**INFORMATION SHOWN**:
BEGIN

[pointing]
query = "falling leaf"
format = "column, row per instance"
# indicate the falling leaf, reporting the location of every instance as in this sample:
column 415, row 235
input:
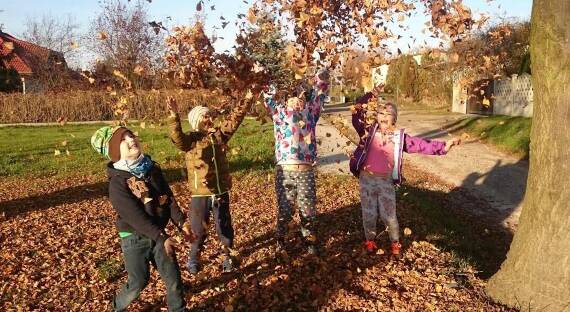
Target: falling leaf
column 139, row 70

END

**WORK ORDER**:
Lines with the string "instance": say how many appear in the entries above, giving the number alone.

**OUTPUT OF THE TASK**:
2